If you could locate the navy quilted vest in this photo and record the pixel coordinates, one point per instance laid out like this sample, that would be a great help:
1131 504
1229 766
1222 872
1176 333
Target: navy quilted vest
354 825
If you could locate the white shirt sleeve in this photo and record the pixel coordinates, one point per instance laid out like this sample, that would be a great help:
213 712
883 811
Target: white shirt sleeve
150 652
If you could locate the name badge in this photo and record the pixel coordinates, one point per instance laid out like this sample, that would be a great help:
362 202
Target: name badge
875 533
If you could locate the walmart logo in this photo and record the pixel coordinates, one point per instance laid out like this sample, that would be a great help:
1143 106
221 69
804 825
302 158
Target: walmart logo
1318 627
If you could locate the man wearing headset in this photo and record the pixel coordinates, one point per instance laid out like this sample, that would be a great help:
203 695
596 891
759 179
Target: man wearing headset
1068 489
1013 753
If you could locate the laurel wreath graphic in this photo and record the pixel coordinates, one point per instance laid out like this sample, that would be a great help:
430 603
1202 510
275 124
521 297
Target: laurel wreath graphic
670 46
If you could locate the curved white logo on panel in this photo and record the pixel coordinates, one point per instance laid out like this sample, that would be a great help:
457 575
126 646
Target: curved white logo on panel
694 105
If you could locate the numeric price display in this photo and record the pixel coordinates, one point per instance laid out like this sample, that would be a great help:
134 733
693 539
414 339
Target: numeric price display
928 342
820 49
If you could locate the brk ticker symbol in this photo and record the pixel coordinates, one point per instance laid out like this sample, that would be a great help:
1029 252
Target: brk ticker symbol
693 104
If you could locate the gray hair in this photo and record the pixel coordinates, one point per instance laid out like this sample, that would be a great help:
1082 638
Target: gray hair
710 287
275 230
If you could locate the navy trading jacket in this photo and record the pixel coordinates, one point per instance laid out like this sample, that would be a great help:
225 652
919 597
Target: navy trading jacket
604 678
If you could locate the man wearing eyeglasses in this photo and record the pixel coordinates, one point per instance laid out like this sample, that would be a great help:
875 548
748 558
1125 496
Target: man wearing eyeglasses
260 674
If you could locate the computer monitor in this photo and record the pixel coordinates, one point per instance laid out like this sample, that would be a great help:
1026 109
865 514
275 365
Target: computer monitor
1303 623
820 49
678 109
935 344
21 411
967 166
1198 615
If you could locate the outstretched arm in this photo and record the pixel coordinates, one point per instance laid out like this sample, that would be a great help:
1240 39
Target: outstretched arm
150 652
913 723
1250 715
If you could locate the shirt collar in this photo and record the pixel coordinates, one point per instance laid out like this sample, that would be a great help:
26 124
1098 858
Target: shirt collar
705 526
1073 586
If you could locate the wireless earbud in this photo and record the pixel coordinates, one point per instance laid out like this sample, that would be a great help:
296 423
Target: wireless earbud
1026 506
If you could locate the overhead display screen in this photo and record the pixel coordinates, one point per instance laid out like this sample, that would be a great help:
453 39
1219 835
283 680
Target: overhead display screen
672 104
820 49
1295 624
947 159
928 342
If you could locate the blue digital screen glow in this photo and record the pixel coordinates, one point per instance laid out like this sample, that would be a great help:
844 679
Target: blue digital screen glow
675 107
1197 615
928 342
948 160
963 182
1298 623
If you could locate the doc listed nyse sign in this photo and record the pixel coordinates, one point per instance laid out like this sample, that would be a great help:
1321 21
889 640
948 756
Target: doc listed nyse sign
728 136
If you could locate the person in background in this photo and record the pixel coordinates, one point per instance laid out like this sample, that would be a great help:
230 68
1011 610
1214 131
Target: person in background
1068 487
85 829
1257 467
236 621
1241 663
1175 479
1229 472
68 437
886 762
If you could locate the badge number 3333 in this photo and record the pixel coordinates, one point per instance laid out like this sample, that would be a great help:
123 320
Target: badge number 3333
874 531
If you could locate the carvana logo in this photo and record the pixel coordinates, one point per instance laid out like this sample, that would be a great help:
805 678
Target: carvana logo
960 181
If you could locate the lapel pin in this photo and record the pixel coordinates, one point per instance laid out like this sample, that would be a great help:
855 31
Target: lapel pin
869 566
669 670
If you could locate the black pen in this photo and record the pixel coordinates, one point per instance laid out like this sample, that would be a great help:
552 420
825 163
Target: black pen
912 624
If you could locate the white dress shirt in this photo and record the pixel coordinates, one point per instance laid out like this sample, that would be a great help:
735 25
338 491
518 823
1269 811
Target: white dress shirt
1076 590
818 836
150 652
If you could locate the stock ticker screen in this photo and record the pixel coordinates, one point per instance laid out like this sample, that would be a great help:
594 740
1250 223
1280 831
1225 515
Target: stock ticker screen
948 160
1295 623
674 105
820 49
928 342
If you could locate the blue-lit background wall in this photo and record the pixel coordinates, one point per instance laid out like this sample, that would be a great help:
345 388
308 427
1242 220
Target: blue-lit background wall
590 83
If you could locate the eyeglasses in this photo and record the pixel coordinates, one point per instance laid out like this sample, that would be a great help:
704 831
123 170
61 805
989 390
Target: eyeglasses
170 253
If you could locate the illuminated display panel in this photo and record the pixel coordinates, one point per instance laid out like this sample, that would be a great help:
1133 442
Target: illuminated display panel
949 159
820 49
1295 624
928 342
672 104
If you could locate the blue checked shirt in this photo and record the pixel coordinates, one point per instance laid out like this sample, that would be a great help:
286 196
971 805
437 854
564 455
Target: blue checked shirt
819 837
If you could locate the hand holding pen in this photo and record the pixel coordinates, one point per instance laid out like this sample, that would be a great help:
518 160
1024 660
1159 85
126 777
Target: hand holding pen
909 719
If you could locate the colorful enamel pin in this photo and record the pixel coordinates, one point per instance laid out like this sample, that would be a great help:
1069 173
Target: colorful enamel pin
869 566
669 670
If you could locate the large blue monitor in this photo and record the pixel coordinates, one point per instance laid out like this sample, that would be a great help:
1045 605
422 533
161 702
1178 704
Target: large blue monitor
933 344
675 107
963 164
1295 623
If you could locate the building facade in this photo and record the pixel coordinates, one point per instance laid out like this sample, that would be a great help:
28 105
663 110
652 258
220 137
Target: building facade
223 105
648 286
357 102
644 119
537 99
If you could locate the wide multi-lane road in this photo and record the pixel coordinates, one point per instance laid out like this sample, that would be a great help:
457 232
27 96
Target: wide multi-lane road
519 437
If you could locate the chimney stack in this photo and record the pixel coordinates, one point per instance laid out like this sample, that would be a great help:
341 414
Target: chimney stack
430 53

==*==

An exact copy of every entry is what's needed, so retype them all.

EXPECTED OUTPUT:
If you could locate the navy quilted vest in this photo and record the pixel coordinates, one point per instance laid out like this sample, that would be a great help:
1131 504
1229 766
1222 872
1176 333
Target: navy quilted vest
354 825
If you could locate the white shirt sleeve in this photo and record the pixel coordinates, one point per instance laid out like this sample, that would be a great help:
213 712
883 811
Target: white shirt sleeve
150 652
If you could locate the name badge in this photo and record the pixel coordinates, one point per instance laid out like this sample, that would be a great help:
362 202
Target: name badge
875 533
If you could locate the walmart logo in this photo and record the pixel coordinates, one point per instance laid out like this sample, that would be a great help:
1143 106
221 69
804 825
302 158
Target: walmart logo
1318 627
If you could locate the man wearing headset in this photo and record the pixel coordinates, one point per instance laid out like this sample, that would be a great help:
203 695
596 891
759 179
Target: man wearing headset
1068 489
1013 753
If you could locate the laurel wreath graphic in this photo and record the pixel coordinates, one point per instance laid out like this sample, that would be a great help:
430 603
1202 510
275 124
521 297
Target: laurel wreath graphic
670 46
If you could locate the curved white logo on panel in this photo and record the pixel coordinates, one point per instance laid out like this sample, that would be a great help:
457 575
126 646
Target: curved white logo on panel
694 105
If you could locate the numeric price display in this photo and record the pixel coordinates, one point per instance laid out like this sample, that would be a great help:
134 733
693 539
414 339
Target: numeric price display
928 342
820 49
If you could locate the brk ticker symbol in this photo and record the pixel coordinates, one point per instance laid out like this sample, that would be a great help:
1029 252
Target: brk ticker symbol
693 104
If you could locate the gray hair in this photo and record the pixel coordinates, one point per instance laid out like this sample, that would be a great help:
1082 638
Target: gray hair
710 287
275 230
If you could locate the navy trading jacket in this photo and record the pixel coordinates, one point per instance laid out like this sample, that would be a great help:
225 652
919 597
Target: navy trading jacket
604 678
If you could locate the man wearing eyeglasses in this photo and record the pixel coordinates, one point per instance laid out like this sample, that would be a great help:
875 548
748 558
1125 496
Target: man wearing eyeglasses
260 674
If you could locate the computer monitor in this photo and record the pixel coordinates, one point per instance laid out like this sample, that would be a great help:
1026 109
865 514
275 365
Target: computer monitor
1303 623
820 49
678 109
935 344
21 411
967 166
1198 615
If you could locate the outstretched arm in this photo and record the pixel coordinates, one point per instance laid out like this sample, that would be a great help:
1240 39
Target: outstretched arm
150 652
913 723
1250 715
If you could locate the shirt collar in this photo and record the pixel coordinates, one point per instance laid out like this sample, that would be a great help:
26 124
1098 858
Target: shirt collar
705 526
1073 586
If you could locate the wireless earbud in this photo and record the pixel coordinates, one point per instance laid out like this sample, that would be a great help:
296 423
Target: wireless earbud
1026 506
If you could locate the overhead display screen in this photo and record the pixel coordinates, one point per instance laid out like this sample, that would be a great help:
453 39
1219 835
283 680
Target: overhead display screen
672 104
820 49
1295 624
947 159
928 342
If you could locate the blue digital screen glow in this photo and record the pixel coordinates, one point per instance laid out like this sample, that would be a great help:
844 679
Target: blue digital screen glow
675 107
1197 615
928 342
948 160
963 182
1298 623
If you could locate the doc listed nyse sign in this photo and record the pixel coordinates, one point per instance laid out like this sample, that would be a great help:
1321 21
889 640
948 756
Target: doc listed nyse sign
728 136
If you could locate the person in background in this photo and record the pixel coordinates, one point per instance laid out like this sample, that would be a great help:
230 68
1011 610
1214 131
Target: person in background
1068 487
85 829
1257 467
236 621
1241 663
1175 479
1229 472
68 437
886 762
If you could locate the badge number 3333 in this photo and record the pixel coordinates, one point per instance laid out like this sample, that would be a great help:
123 320
Target: badge number 3333
874 531
If you could locate the carvana logo in this photo and record the pixel coordinates, one point per instance laid out like this sample, that would be a great help:
805 678
Target: carvana logo
960 181
If you could locate the lapel pin in this photo and record the pixel coordinates, one point per instance laid out like this sample, that would be a great help:
855 31
Target: lapel pin
869 566
669 670
If you could locate the black pen in this photo and record the pixel coordinates, one point per instance laid out like this sample, that would be a great help:
552 420
825 163
Target: black pen
912 624
If you could locate the white dress shirt in this photo and record the pixel coordinates, one point per instance laid out like this sample, that would be a great help:
735 25
338 491
518 823
1269 811
Target: white dress shirt
1076 590
818 836
150 652
If you could locate the stock ticker screen in this photo and record the pixel coordinates, one point per instance laid out like this sample, that would be a great help:
594 740
1250 223
1280 831
1225 515
Target: stock ticker screen
948 160
1295 623
674 105
820 49
928 342
If you could locate the blue-lit background wall in this photo and record the pixel coordinates, one point per instance laid out like this sample, that would be a great help:
345 388
308 427
1242 220
Target: blue-lit background wall
590 83
If you could locate the eyeglasses in this photo and record the pixel coordinates, one point per instance laid out like this sample, that would be a great help:
704 831
123 170
61 805
989 390
Target: eyeglasses
170 253
If you could locate the illuminated display panel in this photo and record the pixel coordinates, one point per instance laid out like this sample, that would be a great help:
1133 442
Target: illuminated display panel
949 159
820 49
1295 624
928 342
672 104
If you could locate the blue checked shirt in this photo and record the pixel coordinates, one point per instance laid out like this sample, that would be a great help:
286 196
971 805
437 854
564 455
Target: blue checked shirt
819 837
If you could locate the hand holding pen in this photo and record the pixel coordinates, one point per instance laid out like this sample, that would be a great help:
518 160
1024 660
1159 85
126 777
Target: hand holding pen
909 719
If you could locate the colorful enamel pin in this photo and record the pixel coordinates, one point per instance laid out like this sample, that would be a great help:
1069 173
Target: colorful enamel pin
869 566
669 670
If you could locate the large blue monitor in this photo and record the pixel coordinates, one point per instance laid out like this sample, that would be a great help:
1045 605
422 533
161 702
1178 704
Target: large blue monitor
933 344
675 107
963 164
1295 623
If you could locate the building facade in this photo and record the pixel coordinates, one point per instance laid out like this sample, that would be a great help:
28 105
663 110
652 258
220 137
Target: building facade
223 105
648 286
357 102
644 119
537 99
If you could locate the wide multi-lane road in this photo and record the pixel coordinates, one point per instance laid out like this sample, that would be a great help:
457 232
27 96
Target: wide multi-lane road
519 437
If you could locate the chimney stack in this photo and record the pixel coordinates, one point per instance laid out like this sample, that would be a great help:
341 414
Target: chimney stack
430 53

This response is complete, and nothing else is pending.